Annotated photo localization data
--- START ---

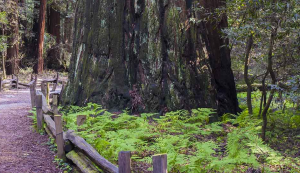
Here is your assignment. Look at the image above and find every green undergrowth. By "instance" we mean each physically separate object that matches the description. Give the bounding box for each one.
[60,102,300,173]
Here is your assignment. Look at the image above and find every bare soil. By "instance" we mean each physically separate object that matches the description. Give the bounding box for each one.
[0,89,61,173]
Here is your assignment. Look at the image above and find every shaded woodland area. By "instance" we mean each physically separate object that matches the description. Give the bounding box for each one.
[0,0,299,172]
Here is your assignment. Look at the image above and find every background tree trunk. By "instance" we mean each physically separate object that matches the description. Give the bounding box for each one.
[198,0,240,116]
[6,0,19,75]
[244,34,253,114]
[1,23,7,79]
[262,25,278,141]
[47,5,61,69]
[36,0,47,74]
[26,0,40,71]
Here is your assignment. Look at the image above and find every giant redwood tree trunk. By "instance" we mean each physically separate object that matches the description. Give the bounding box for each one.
[198,0,240,116]
[62,0,214,113]
[6,0,19,75]
[35,0,47,74]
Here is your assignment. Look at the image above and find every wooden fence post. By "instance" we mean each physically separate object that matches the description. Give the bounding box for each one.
[46,82,50,105]
[52,72,59,91]
[36,95,44,131]
[0,77,2,92]
[16,75,19,91]
[52,95,59,114]
[34,75,38,88]
[118,151,131,173]
[153,154,167,173]
[41,82,46,96]
[54,115,65,160]
[59,82,65,105]
[30,84,35,108]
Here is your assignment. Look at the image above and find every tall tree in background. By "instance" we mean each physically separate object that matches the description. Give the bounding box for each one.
[198,0,240,116]
[47,4,61,69]
[27,0,39,70]
[36,0,46,73]
[0,4,8,79]
[244,34,254,114]
[6,0,19,75]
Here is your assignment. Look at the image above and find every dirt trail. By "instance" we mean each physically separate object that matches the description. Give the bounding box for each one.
[0,89,61,173]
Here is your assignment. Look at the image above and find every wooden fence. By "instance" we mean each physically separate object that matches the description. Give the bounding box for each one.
[29,78,168,173]
[0,73,61,92]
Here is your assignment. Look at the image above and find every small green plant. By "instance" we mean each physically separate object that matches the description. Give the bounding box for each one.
[46,137,57,153]
[28,108,37,128]
[28,108,45,134]
[53,157,72,173]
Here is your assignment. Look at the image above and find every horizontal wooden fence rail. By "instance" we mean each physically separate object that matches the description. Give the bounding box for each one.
[32,85,169,173]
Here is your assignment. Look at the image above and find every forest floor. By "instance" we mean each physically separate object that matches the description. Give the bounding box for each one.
[0,89,61,173]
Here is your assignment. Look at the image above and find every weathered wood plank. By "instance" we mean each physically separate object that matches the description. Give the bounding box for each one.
[52,95,59,115]
[16,75,19,91]
[41,82,46,98]
[43,114,67,140]
[66,130,118,173]
[45,125,55,139]
[36,90,51,113]
[52,72,59,92]
[54,115,65,160]
[50,90,61,97]
[153,154,167,173]
[18,82,30,87]
[0,77,2,92]
[36,95,44,131]
[46,82,50,105]
[66,150,100,173]
[30,83,36,108]
[1,79,16,85]
[118,151,131,173]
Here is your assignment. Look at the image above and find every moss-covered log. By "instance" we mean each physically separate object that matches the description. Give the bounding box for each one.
[62,0,214,112]
[66,150,100,173]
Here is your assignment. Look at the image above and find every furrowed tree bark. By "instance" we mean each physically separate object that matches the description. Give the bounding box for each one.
[62,0,213,113]
[6,0,19,75]
[244,34,254,114]
[36,0,47,74]
[198,0,240,116]
[262,24,278,141]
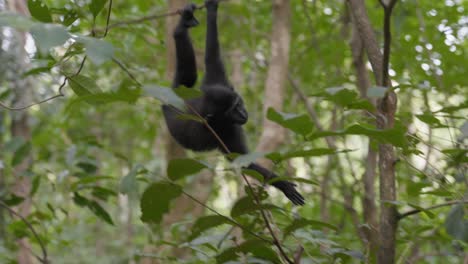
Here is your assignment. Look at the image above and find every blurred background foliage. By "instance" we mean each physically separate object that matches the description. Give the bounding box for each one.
[0,0,467,263]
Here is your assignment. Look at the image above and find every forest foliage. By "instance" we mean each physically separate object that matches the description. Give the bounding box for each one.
[0,0,467,263]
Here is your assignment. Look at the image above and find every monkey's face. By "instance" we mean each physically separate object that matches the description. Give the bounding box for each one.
[225,95,248,125]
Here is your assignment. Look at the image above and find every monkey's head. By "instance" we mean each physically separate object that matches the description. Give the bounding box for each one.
[204,86,248,125]
[225,95,248,125]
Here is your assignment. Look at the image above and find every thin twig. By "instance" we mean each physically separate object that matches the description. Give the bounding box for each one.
[0,201,48,263]
[398,200,468,220]
[184,104,295,264]
[176,186,271,244]
[105,0,230,30]
[112,58,142,86]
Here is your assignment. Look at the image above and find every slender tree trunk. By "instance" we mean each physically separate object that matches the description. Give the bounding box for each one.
[347,0,398,263]
[256,0,291,160]
[349,11,379,260]
[5,1,34,263]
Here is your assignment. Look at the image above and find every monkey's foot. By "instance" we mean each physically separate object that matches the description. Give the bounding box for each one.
[272,180,305,206]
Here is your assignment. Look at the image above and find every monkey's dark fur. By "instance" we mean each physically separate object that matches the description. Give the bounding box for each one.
[162,0,304,205]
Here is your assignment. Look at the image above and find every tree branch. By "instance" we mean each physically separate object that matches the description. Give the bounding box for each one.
[0,201,48,264]
[398,200,468,220]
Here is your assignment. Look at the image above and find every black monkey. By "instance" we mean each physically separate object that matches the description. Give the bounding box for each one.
[162,0,304,205]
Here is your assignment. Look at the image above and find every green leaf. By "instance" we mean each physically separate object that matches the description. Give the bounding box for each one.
[2,194,25,206]
[216,239,280,263]
[27,0,52,23]
[267,148,351,162]
[12,142,31,167]
[416,113,446,127]
[89,0,108,18]
[407,203,435,218]
[232,152,265,167]
[30,24,69,54]
[143,85,186,110]
[231,196,281,218]
[120,165,143,195]
[68,75,101,96]
[87,200,114,225]
[91,186,117,201]
[309,123,407,148]
[167,158,208,181]
[445,204,468,242]
[140,182,183,224]
[76,36,114,65]
[241,169,264,182]
[367,86,388,98]
[73,192,114,225]
[62,10,79,26]
[0,13,35,31]
[30,175,41,196]
[174,87,203,100]
[284,218,338,238]
[189,215,231,241]
[267,108,314,136]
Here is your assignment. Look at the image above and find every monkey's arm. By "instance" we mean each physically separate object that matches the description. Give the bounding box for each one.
[203,0,228,85]
[172,4,198,89]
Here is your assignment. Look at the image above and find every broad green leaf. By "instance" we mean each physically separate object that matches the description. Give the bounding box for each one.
[89,0,108,18]
[68,75,101,96]
[241,169,264,182]
[30,24,69,54]
[143,85,186,110]
[174,87,203,100]
[216,239,280,263]
[67,90,141,106]
[30,175,41,196]
[76,36,114,65]
[87,200,114,225]
[367,86,388,98]
[27,0,52,23]
[73,192,114,225]
[232,152,265,167]
[2,194,25,206]
[267,108,314,136]
[91,186,117,201]
[12,142,31,167]
[267,148,352,162]
[140,182,182,224]
[330,248,365,262]
[231,196,280,218]
[407,203,435,218]
[325,86,346,95]
[284,218,338,238]
[189,215,231,241]
[167,158,208,181]
[62,10,79,26]
[120,165,143,195]
[0,13,35,30]
[445,204,468,242]
[416,113,446,127]
[309,124,407,148]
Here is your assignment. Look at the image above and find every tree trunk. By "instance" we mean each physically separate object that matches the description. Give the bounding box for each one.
[5,1,34,263]
[349,12,379,260]
[347,0,398,263]
[256,0,291,162]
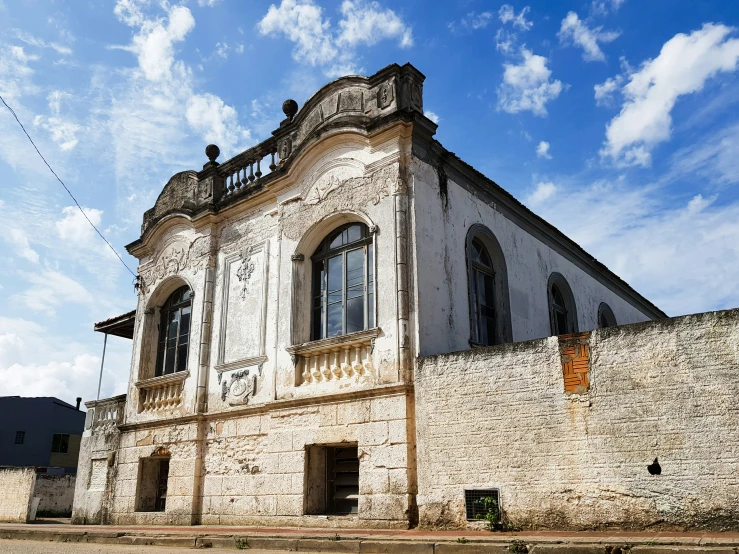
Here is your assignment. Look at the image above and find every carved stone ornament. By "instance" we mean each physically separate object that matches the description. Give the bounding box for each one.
[410,82,423,110]
[221,370,257,406]
[188,236,210,273]
[377,83,394,109]
[279,137,292,163]
[236,246,256,298]
[138,236,210,294]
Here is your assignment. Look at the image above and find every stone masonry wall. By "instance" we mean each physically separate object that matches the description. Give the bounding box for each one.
[200,391,413,528]
[0,467,36,523]
[415,308,739,530]
[35,474,76,516]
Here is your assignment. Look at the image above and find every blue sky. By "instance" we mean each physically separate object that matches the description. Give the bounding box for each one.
[1,0,738,405]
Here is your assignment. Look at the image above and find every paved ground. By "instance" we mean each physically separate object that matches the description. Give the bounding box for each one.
[0,539,301,554]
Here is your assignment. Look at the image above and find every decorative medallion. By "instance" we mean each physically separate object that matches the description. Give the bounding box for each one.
[377,83,394,109]
[221,370,257,406]
[279,137,292,163]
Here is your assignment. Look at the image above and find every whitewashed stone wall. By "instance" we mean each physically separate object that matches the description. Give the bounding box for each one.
[0,467,36,523]
[410,157,655,357]
[35,474,76,516]
[199,392,413,528]
[415,308,739,530]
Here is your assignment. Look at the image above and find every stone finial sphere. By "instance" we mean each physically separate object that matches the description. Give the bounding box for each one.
[282,99,299,119]
[205,144,220,162]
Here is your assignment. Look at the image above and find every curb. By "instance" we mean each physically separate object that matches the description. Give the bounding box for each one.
[2,528,739,553]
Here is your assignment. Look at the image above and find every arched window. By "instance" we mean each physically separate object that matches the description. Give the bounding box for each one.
[466,226,511,346]
[548,273,578,336]
[155,286,192,376]
[598,302,617,328]
[470,239,497,345]
[311,223,374,340]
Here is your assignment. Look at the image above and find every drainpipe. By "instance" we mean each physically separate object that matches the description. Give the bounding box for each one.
[96,333,108,401]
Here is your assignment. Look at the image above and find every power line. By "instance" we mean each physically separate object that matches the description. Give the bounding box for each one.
[0,94,137,279]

--- END ---

**TASK STATEMENT:**
From the line containing "find every decorative" to the last line above, repeat every line exactly and nothing else.

**ANSWER TO THIS EXERCISE:**
Here is your assignment. Look at the image above and find every decorative medallion. By "instance" we mean each physically separate object that matches the description. Give the bounding box for each one.
[377,83,394,109]
[221,370,257,406]
[279,137,292,163]
Here is your assignment. Look at the image above and find every whitewashed stone wall. By "instance" we mean each physically separate object that matches the description. Give the bounding box for each one.
[0,467,36,523]
[410,157,655,357]
[35,474,76,516]
[199,392,413,528]
[415,308,739,530]
Here is your assignment. Look at the image above and find every stone finial sphere. By "instance" we mean each physically separate object that matches the description. Give the bounding box for each one.
[282,99,299,119]
[205,144,220,162]
Here is your assignment. Look at the image above and find every curb. By "instance" we mean each physically separate object that matches the description. Give the bounding box for each one.
[2,528,739,553]
Here is your assignment. Look at the image above and find every arched window. By "instance" we mean each physically separate object that matches the description. Give the bounding box for each one.
[466,226,511,346]
[548,273,578,336]
[155,286,192,376]
[598,302,617,328]
[470,239,497,345]
[311,223,374,340]
Here is your assignment. Look at the image above and find every drainpipe. By "instance" we mean each physically separate object that matches the description. Give the bounding box for each one.
[96,333,108,401]
Here is your assignment. Look at the image above and find every power line. By "instance" we mean each physically separate object that matches the description. Give the bounding box for each one.
[0,94,137,279]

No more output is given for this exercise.